BY MIKA SKARP
As the acceleration of acceleration continues the last few years have seen an unparalleled pace of digitization. While many once traditional industries (think shipping for but one example) have gone completely digital, countless others have sprung up entirely, and indeed natively, from the digital economy.
While some pushback (and to the their peril), some of the most stalwart brick and mortar businesses are embracing the new digital normal with all of its opportunities with great enthusiasm.
Of course, in the very center of all of these changes, is another traditional, though constantly evolving industry known as telecom. And yet from where many of us stand it appears to be scrambling to follow what is going on rather than leading in its development. But what are the choices, and what is the right path forward?
In our efforts to make sense of how an industry ticks, it’s a good idea to try and break it down into as simple components as possible. And as we look forward we can simplify telecom and its strategic options with this question: Should its infrastructure be vertically or horizontally integrated? To answer that question, let’s take a look at telecom infrastructure writ large.
To Be Vertical or Horizontal? That is the Question
At a very high level, telecom networks have three distinct parts, namely Access, Trunk and Cloud. From a functional perspective, these networks all take on three key roles, namely Transport, Processing and Storage.
On the ‘component’ side, what’s most telling are the differences. Take Access for example. This is one of the most regulated areas of telecom. However, the Cloud side of the industry is practically regulation free. And as such, while Access has not been globally consolidated, our Cloud infrastructure is already there and in the hands of an increasingly small number of very large players (think Google, AWS).
Perhaps needless to say, but in arguably direct proportion to these factors, the Cloud business is growing fast while the Access side of the business is diminishing. That isn’t to suggest that Access is any less costly or demanding, it’s just not very lucrative at the moment.
For its part, Trunk stays in the shadows (read: nobody gets very excited about fiber capacity records and new cable projects). However, and despite its apparent unsexiness, the Trunk business lies somewhere in the middle of the other two. It’s growing, profitable, very lightly regulated and truly global.
On the functionality side of the equation, we see these three amigos vacillating over time. Once centralized, Processing and Storage became distributed and are now becoming centralized again. Most forecasts now suggest that storage (in this case now singularly the Cloud) will be once again distributed in order to drive down latency.
Looking at these aspects of the telecom business along the decision axis of vertical or horizontal integration is telling. Horizontal integration would mean that Access, Trunk and Cloud players would merge together and benefit from significant cost gains. This could happen easily in China or the USA.

----------------------------------------

**Short problem 1**.
For each statement about the telecom article, answer yes or no and quote the words of the article that decide it: (a) The Cloud side of the industry is heavily regulated. (b) Telecom networks have three distinct parts: Access, Trunk and Cloud. (c) The Trunk business is described as shrinking.
The article and the listing below it come from unrelated sources.

[Shape outline entries]
----------------------------------------

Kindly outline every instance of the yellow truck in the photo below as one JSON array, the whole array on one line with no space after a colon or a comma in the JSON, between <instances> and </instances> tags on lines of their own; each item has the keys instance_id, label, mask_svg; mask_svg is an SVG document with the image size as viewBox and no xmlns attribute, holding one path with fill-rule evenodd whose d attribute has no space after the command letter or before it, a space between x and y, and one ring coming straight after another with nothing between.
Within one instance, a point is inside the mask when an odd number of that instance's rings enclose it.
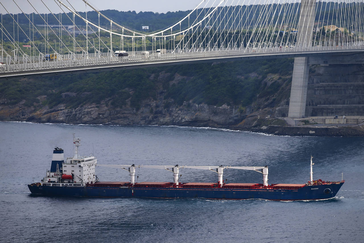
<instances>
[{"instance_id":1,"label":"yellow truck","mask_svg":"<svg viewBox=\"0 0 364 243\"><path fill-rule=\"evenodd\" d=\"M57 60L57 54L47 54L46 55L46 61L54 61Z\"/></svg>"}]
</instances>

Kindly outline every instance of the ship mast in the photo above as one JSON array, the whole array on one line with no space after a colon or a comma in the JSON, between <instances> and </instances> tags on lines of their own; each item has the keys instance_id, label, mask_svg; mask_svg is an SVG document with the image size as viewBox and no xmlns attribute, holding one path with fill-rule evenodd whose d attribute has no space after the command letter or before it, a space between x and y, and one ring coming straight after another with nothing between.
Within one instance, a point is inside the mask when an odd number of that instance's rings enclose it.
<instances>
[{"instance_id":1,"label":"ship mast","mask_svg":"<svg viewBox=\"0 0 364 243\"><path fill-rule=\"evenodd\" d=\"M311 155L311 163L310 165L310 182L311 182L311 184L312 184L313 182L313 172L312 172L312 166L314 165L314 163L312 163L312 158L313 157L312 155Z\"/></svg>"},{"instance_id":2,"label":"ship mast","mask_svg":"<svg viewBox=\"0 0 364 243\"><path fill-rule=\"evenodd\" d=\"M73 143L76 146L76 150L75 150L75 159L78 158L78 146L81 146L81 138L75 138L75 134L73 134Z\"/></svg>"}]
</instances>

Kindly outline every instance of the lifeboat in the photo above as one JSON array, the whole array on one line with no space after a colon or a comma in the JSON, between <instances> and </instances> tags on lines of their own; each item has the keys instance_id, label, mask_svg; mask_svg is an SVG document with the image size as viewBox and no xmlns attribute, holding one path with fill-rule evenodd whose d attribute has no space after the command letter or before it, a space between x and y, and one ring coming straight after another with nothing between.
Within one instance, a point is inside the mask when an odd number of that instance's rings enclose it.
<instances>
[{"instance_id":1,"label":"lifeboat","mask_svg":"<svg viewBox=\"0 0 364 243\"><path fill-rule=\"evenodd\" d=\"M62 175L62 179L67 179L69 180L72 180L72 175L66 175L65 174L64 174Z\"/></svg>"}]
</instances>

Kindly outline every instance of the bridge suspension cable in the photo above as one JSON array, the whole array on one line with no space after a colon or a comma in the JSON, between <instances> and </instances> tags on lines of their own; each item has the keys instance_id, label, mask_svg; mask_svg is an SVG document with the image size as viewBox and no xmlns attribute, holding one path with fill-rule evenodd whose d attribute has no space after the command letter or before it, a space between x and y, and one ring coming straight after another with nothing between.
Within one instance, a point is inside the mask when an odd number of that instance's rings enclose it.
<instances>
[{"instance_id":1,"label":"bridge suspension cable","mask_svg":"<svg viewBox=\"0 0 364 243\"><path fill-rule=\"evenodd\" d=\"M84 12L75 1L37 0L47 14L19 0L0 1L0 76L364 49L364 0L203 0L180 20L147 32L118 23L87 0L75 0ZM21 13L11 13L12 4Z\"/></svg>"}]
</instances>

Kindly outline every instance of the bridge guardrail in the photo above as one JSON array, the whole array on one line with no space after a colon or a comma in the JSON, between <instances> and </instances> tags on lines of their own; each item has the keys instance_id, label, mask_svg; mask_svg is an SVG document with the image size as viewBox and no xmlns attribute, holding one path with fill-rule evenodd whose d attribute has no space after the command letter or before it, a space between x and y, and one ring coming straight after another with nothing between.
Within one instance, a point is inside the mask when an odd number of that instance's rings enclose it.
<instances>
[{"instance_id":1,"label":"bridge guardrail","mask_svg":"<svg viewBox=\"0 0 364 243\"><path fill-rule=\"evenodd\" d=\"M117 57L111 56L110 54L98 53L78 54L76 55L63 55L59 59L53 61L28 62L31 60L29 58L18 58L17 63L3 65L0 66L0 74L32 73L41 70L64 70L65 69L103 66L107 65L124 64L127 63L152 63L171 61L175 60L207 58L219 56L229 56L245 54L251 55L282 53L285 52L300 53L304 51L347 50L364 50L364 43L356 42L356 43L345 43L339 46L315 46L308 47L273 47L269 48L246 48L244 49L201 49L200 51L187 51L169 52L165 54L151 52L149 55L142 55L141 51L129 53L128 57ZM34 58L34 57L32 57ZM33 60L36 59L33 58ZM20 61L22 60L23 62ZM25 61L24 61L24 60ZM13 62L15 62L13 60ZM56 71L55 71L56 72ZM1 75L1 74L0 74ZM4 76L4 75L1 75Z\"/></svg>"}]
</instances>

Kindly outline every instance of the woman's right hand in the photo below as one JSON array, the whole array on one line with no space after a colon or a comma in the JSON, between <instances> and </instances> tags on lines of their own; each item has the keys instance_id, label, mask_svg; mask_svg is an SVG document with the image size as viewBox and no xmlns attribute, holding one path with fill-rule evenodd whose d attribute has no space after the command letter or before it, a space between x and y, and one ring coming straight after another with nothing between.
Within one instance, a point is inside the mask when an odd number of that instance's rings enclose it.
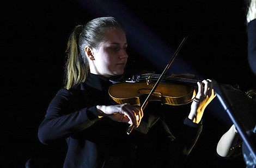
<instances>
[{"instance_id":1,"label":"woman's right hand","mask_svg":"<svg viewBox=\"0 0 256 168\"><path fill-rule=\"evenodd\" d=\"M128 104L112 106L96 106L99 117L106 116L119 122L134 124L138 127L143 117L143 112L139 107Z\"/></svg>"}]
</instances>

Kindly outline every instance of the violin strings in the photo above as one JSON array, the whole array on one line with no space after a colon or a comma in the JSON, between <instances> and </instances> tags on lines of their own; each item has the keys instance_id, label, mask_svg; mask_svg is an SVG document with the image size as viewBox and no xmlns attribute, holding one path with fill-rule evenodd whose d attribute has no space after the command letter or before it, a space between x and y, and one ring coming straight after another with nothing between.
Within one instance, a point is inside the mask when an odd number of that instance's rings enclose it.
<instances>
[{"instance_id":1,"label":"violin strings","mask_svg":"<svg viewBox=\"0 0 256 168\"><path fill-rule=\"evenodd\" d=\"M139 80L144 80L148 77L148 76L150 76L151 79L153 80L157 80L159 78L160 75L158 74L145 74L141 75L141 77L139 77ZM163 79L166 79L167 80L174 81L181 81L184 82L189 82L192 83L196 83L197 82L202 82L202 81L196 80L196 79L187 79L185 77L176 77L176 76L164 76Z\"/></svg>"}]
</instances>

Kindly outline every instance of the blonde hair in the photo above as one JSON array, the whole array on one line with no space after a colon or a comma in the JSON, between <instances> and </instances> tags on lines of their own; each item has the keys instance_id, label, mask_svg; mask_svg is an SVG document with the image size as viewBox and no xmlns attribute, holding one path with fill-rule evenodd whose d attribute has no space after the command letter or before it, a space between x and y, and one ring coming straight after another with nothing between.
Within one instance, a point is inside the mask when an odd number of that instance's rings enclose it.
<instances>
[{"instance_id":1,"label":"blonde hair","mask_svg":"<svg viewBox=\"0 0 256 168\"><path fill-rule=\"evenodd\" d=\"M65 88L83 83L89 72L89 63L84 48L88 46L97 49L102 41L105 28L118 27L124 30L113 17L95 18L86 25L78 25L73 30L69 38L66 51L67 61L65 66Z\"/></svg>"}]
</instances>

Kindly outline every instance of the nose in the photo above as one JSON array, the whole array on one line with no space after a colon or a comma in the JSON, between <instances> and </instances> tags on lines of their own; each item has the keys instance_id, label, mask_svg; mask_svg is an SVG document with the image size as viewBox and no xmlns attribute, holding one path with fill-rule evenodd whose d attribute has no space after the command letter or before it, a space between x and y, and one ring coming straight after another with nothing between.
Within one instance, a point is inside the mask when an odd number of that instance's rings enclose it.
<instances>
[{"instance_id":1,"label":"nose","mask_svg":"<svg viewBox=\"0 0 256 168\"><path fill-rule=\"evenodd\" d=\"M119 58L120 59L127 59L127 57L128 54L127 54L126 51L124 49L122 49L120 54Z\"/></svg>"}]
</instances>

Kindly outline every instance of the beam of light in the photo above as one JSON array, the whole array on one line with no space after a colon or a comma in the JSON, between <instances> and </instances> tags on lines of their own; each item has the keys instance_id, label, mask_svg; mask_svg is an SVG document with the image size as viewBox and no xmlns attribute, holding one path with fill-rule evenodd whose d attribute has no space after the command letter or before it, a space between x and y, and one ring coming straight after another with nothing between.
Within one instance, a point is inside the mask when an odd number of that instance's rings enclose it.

----------------------------------------

**Short problem 2**.
Pull out every line of the listing that contains the string "guardrail". Case counts when matching.

**Complete response 1**.
(a) No: "the Cloud side of the industry is practically regulation free"
(b) Yes: "telecom networks have three distinct parts, namely Access, Trunk and Cloud"
(c) No: "It’s growing, profitable, very lightly regulated and truly global."

**Complete response 2**.
Kindly outline every instance of the bridge guardrail in the photo above as one JSON array, the whole array on one line with no space after a colon or a comma in the JSON, between <instances> and </instances> tags on lines of their own; each item has the keys instance_id, label, mask_svg; mask_svg is an SVG document with the image size as viewBox and no xmlns attribute, holding one path with fill-rule evenodd whose d attribute has no space after the command letter or before it, a space between x and y, and one ring coming straight after another with nothing between.
[{"instance_id":1,"label":"bridge guardrail","mask_svg":"<svg viewBox=\"0 0 364 243\"><path fill-rule=\"evenodd\" d=\"M117 57L111 56L110 54L98 53L78 54L76 55L63 55L59 59L53 61L28 62L31 60L29 58L18 58L17 63L3 65L0 66L0 74L32 73L41 70L64 70L65 69L103 66L107 65L124 64L127 63L152 63L171 61L175 60L207 58L219 56L229 56L245 54L251 55L282 53L285 52L300 53L304 51L347 50L364 50L364 43L356 42L356 43L345 43L339 46L315 46L308 47L273 47L269 48L246 48L244 49L201 49L200 51L187 51L169 52L165 54L151 52L149 55L142 55L141 51L129 53L128 57ZM34 58L34 57L32 57ZM33 60L36 59L33 58ZM20 61L22 60L23 62ZM25 61L24 61L24 60ZM13 62L15 62L13 60ZM56 71L55 71L56 72ZM1 75L1 74L0 74ZM4 76L4 75L1 75Z\"/></svg>"}]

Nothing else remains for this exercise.